Source excerpt:
══════════
I became a douchebag for being two floors higher through no
fault of my own. What the hell! But then I got out-douchebagged, since the
first guy that got on looked at the buttons, and as the doors shut, he said “Oh,
this one doesn’t go to floor 31.”
He rode up to my floor and took the elevator back down.
Ugh.
On Monday, after packing and repacking to make sure our bags
were both under 50 pounds for the flight, we took the supershuttle to the
airport through a lot of backstreets while wife chatted with another passenger,
used our groupon coupons for the Delta Sky Lounge where they had free internet
and free drinks, and made our way back to the cities. I had feared the day
after Christmas for the reputed congestion at airports, but it was much better
than I had imagined. At this point, we
were near the end of our budget, and worried we would have to spend 70 bucks
for a taxi to Plymouth. This was the only part of the trip Wife hadn’t planned,
because in the back of her mind, we weren’t going to get this far. This day
would never come. However, we came across a supershuttle booth at the airport,
and got home for $40. This time I remembered my bag.
Wife has been watching 30-Rock ever since, dreaming of the
day we will go back.
Thursday was
mostly a recovery day for us. Wife had to rest her feet so she could go to the
dinner and show reservations we had at Carolines comedy club. I read book 2 of
the Hunger Games to her until she fell asleep. I then went for a walk while it
was still daylight. I decided to head to Central Park since it didn’t appear
that a carriage ride would survive the “to do” list cuts with our ever
shrinking budget, and Wife’s feet were not going to be happy walking in the
park.
══════════
Extracted material:
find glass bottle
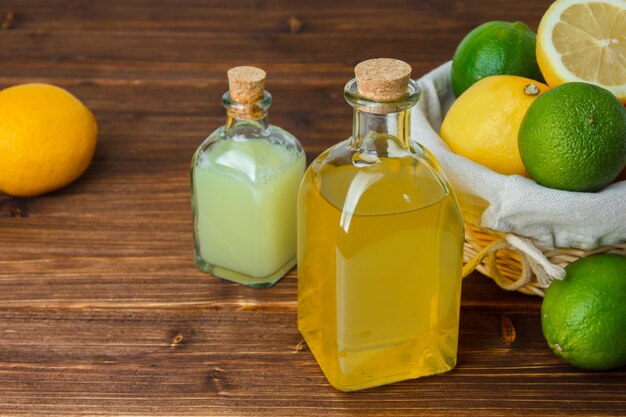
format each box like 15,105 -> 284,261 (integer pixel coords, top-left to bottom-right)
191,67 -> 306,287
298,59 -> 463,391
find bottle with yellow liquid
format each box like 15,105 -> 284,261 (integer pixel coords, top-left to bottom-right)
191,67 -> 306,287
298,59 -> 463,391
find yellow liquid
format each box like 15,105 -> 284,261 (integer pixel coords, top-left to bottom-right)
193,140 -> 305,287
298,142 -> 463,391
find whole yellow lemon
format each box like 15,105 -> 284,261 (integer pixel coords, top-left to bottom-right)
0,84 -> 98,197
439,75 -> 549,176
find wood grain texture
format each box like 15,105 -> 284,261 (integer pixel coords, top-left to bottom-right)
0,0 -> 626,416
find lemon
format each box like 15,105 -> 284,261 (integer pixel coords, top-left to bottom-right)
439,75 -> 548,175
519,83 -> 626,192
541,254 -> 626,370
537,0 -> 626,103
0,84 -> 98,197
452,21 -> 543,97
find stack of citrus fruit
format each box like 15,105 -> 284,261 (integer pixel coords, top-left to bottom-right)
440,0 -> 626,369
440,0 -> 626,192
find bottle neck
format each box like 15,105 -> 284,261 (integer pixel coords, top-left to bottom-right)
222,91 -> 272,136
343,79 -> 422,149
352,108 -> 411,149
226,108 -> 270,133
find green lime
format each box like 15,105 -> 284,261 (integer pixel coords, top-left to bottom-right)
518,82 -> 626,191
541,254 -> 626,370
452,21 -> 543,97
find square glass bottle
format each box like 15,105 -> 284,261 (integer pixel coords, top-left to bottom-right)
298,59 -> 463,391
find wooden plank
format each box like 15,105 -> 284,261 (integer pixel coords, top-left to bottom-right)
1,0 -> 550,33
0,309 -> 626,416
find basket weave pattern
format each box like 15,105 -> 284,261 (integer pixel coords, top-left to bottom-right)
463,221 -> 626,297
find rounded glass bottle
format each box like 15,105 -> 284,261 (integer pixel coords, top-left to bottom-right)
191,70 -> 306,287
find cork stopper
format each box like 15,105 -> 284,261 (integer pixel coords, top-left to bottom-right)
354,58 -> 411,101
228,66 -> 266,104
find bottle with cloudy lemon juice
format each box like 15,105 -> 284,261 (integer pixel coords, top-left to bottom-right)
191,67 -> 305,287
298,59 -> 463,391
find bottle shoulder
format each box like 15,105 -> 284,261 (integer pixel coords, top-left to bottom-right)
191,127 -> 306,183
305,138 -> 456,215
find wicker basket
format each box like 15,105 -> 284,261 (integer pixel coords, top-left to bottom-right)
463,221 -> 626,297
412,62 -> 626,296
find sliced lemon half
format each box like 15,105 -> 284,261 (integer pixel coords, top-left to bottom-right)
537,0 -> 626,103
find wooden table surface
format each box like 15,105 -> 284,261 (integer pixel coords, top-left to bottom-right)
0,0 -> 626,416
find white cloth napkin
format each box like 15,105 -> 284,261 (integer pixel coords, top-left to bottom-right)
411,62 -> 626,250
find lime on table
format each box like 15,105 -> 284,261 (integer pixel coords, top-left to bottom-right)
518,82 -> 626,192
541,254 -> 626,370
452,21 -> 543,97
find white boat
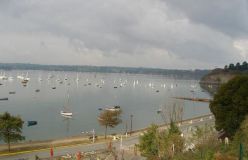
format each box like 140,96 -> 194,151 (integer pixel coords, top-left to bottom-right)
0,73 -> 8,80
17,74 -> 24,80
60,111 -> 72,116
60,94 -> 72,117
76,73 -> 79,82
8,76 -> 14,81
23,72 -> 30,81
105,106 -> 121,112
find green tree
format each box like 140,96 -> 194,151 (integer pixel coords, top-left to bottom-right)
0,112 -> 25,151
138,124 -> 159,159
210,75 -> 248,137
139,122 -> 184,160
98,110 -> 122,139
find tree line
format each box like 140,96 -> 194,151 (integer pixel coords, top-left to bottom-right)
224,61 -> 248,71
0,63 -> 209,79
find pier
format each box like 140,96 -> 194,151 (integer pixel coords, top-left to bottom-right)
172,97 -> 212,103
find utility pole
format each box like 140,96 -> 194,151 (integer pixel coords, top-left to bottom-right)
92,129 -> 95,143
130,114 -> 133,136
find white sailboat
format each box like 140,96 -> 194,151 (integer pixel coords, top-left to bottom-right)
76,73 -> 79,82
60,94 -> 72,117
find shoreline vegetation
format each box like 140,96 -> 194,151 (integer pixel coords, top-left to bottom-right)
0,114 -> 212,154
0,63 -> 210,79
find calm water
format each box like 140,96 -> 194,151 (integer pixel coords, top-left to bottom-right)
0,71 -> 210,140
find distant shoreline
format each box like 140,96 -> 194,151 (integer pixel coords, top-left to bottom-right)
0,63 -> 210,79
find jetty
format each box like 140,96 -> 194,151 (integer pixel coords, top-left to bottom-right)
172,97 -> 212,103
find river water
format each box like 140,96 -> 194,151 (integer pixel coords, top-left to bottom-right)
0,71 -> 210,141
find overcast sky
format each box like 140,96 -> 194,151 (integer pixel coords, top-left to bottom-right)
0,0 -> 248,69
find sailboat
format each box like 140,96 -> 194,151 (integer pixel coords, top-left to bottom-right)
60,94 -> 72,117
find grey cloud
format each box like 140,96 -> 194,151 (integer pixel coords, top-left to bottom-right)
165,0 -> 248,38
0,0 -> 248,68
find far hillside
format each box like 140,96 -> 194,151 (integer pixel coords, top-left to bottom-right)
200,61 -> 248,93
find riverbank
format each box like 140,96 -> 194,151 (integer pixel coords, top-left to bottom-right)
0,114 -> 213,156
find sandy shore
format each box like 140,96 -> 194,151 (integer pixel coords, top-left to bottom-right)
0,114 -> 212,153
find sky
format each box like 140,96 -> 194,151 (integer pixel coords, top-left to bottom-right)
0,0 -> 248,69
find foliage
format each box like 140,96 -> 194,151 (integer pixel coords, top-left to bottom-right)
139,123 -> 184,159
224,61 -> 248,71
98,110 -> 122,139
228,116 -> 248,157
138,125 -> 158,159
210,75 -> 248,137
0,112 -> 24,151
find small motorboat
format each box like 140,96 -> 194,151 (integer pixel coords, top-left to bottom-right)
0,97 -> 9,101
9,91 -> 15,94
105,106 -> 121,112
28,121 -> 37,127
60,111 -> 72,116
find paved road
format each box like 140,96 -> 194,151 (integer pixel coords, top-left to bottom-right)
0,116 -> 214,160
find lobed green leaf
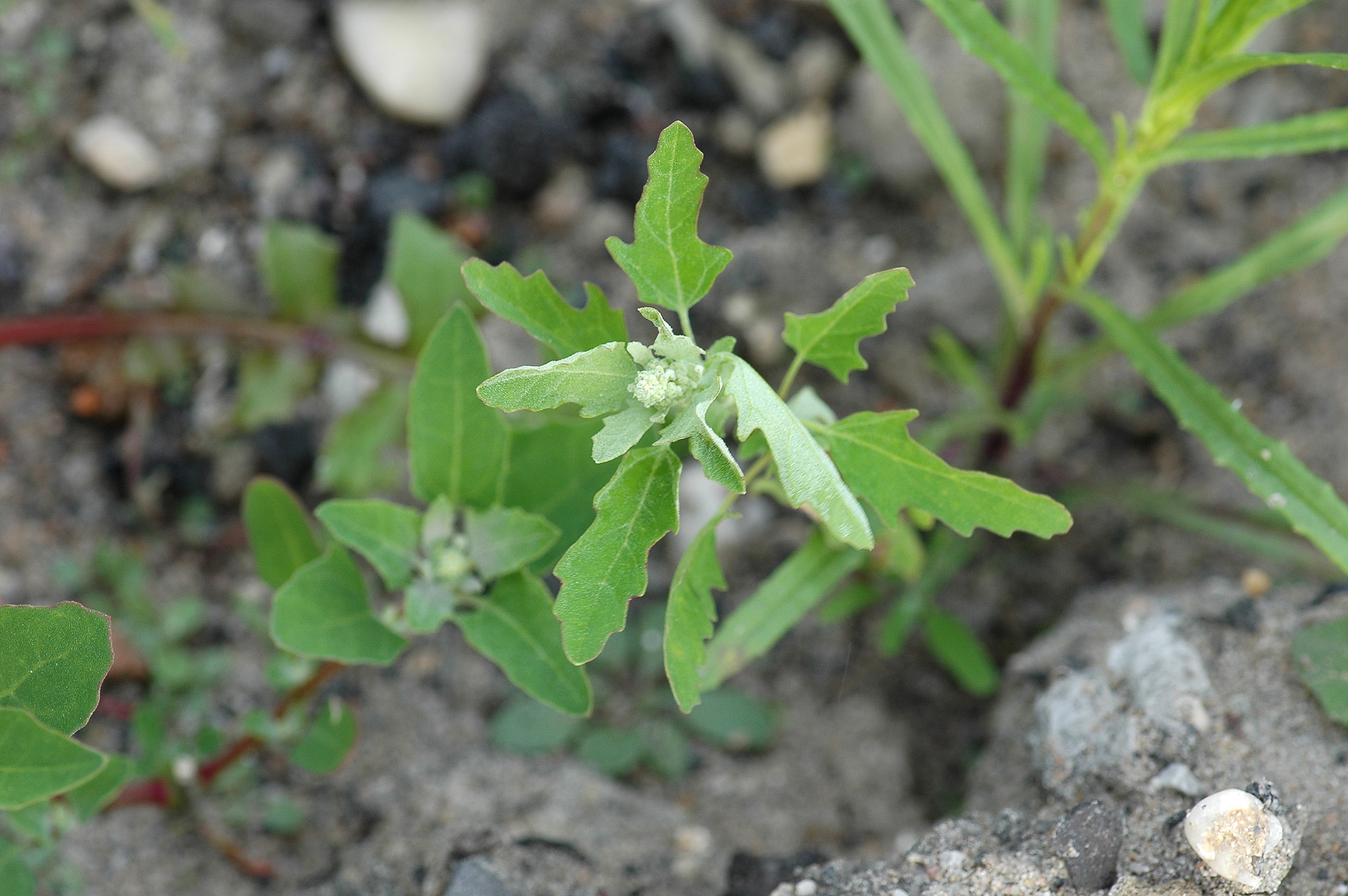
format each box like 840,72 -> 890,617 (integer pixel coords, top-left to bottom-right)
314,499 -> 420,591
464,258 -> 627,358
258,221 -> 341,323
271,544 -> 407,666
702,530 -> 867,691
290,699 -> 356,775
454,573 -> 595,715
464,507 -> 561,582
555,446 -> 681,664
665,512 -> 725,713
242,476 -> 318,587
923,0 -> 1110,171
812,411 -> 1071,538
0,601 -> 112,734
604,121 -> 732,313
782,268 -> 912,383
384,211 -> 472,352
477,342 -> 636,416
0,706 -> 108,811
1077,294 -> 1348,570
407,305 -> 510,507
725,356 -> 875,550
══════════
Stated exercise 1: Duplicate the part of the travel account that opens with the words containing "On Monday, after" and closes with "remembered my bag.".
Stated exercise 2: Write the next part of the travel account, starting after its last sentence.
The lines come from a separate source.

Final result 1:
On Monday, after packing and repacking to make sure our bags
were both under 50 pounds for the flight, we took the supershuttle to the
airport through a lot of backstreets while wife chatted with another passenger,
used our groupon coupons for the Delta Sky Lounge where they had free internet
and free drinks, and made our way back to the cities. I had feared the day
after Christmas for the reputed congestion at airports, but it was much better
than I had imagined. At this point, we
were near the end of our budget, and worried we would have to spend 70 bucks
for a taxi to Plymouth. This was the only part of the trip Wife hadn’t planned,
because in the back of her mind, we weren’t going to get this far. This day
would never come. However, we came across a supershuttle booth at the airport,
and got home for $40. This time I remembered my bag.

Final result 2:
Granted, it
was December, and nothing’s green in December, but I was rather disappointed in
Central park. I walked through about half of it, past a carousel, a large green
area, and so on. Perhaps it’s because I come from a place where green spaces
aren’t such a novelty, but Central Park was a lot like any other park, except
for the old bridges all over. But I had my i-pod shuffle and listened to The
Nerdist guys interview JJ Abrams, so it was a nice stroll. I walked up to the
Museum of Natural History, ate a hot dog, and hopped back on the subway to get
back to the hotel.
We got to
Carolines well before we needed to, so we spent more time gazing at Times
Square and visited the M&M store, where we loaded up on candy and some
Christmas gifts. At Carolines, we ate a mediocre meal and could hear the
muffled noises from the showroom that could only be Gilbert Godfrey. He was the
8 p.m. show. This was also the first place we went to where there was a
bathroom attendant. I do not know what to do with a bathroom attendant. He
turned on the water, pushed the soap pump, and handed me a paper towel. I felt
awkward, and wondered why this position still existed, as I have never thought,
if only there were someone here to pump the soap for me, what a bother! I
immediately warned wife about the situation, as she would surely feel equally
out of place. Here’s her recap of her encounter. Just imagine someone speaking
louder than usual.
Wife: Hi!
Attendant: Good
evening.
Wife: I am a
bathroom attendant virgin! I don’t know what to do!
Attendant:
OK.
Wife: I will
now run away!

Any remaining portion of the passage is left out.